* LESETEXT
┏━━

Diese Systeme nutzen neben der übrigen Sensorik des Autos auch die bereits vom Abstandsregeltempomaten her bekannte moderne Radartechnologie, um die Situation vor dem Auto zu erfassen und einen drohenden Unfall zu erkennen.

Radargestützte Kollisionswarnsysteme

  • Audi: Braking Guard
  • BMW: Intelligent Brake (iBrake)
  • Ford: Collision Warning with Brake Support

Lasergestützte Kollisionswarnysteme

  • Infiniti: Intelligent Brake Assist (IBA) with Forward Collision Warning, Distance Control Assist

Radargestützte Systeme mit automatischer Notbremsung

  • Audi: Pre-Sense (Pre-S)
  • BMW: Auffahrwarnung mit Anbremsfunktion
  • Bosch: Predicitve Emergency Braking System
  • Daimler: Pre-Safe bzw. Active Brake Assist (ABA)
  • Ford: Forward Alert (FA)
  • Honda: Collision Mitigation Brake System (CMBS)

┗━━

* BEREITGESTELLTES MATERIAL
┏━━

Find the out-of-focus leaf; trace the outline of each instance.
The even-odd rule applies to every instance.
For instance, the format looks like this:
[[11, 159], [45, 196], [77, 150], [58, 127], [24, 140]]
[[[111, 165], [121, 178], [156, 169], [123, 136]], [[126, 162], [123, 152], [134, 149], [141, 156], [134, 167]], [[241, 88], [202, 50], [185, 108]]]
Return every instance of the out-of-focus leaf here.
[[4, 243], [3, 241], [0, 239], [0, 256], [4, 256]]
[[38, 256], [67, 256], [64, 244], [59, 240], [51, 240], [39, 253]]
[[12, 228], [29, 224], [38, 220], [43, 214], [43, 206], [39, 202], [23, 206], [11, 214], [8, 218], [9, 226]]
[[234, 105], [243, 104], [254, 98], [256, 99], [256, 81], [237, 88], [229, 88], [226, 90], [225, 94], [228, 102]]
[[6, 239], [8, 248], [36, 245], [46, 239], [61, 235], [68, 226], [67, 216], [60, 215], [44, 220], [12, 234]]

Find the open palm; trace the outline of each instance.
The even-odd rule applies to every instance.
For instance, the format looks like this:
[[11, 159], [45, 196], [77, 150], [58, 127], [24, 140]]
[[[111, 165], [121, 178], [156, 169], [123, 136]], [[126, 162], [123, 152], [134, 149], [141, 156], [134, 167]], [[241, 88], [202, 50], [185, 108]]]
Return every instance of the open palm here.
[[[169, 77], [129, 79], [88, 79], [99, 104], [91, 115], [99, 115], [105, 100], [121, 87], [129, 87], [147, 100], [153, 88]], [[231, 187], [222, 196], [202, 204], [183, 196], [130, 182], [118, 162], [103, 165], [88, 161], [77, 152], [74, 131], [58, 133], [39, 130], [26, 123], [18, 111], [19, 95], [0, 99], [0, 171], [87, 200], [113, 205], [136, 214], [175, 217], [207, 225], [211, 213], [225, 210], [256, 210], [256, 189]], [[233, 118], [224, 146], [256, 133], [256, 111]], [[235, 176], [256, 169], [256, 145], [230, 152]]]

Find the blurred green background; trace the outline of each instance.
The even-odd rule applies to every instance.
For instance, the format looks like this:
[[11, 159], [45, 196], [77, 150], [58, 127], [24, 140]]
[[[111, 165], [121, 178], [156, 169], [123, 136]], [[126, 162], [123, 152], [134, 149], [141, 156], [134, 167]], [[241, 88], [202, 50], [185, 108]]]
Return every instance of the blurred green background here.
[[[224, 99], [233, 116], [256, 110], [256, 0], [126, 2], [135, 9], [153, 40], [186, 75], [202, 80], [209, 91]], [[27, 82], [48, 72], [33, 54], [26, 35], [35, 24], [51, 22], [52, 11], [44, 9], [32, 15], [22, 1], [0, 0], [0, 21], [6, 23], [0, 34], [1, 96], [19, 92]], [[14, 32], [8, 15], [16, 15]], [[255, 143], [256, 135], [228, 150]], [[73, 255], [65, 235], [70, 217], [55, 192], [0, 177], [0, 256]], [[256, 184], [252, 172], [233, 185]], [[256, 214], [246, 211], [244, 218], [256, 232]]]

┗━━

* DEINE AUFGABEN
1. Aktualisiere den Abschnitt des Lesetexts von „Lasergestützte Kollisionswarnysteme“ bis einschließlich „Brake Assist (ABA)“, indem du „Notbremsung“ durch „Vollbremsung“ ersetzt.
2. Wie heißt laut Lesetext das radargestützte Kollisionswarnsystem von Ford?
Das Material spielt hierfür keine Rolle.

* DIE LÖSUNGEN
1.
Lasergestützte Kollisionswarnysteme

  • Infiniti: Intelligent Brake Assist (IBA) with Forward Collision Warning, Distance Control Assist

Radargestützte Systeme mit automatischer Vollbremsung

  • Audi: Pre-Sense (Pre-S)
  • BMW: Auffahrwarnung mit Anbremsfunktion
  • Bosch: Predicitve Emergency Braking System
  • Daimler: Pre-Safe bzw. Active Brake Assist (ABA)

2. Collision Warning with Brake Support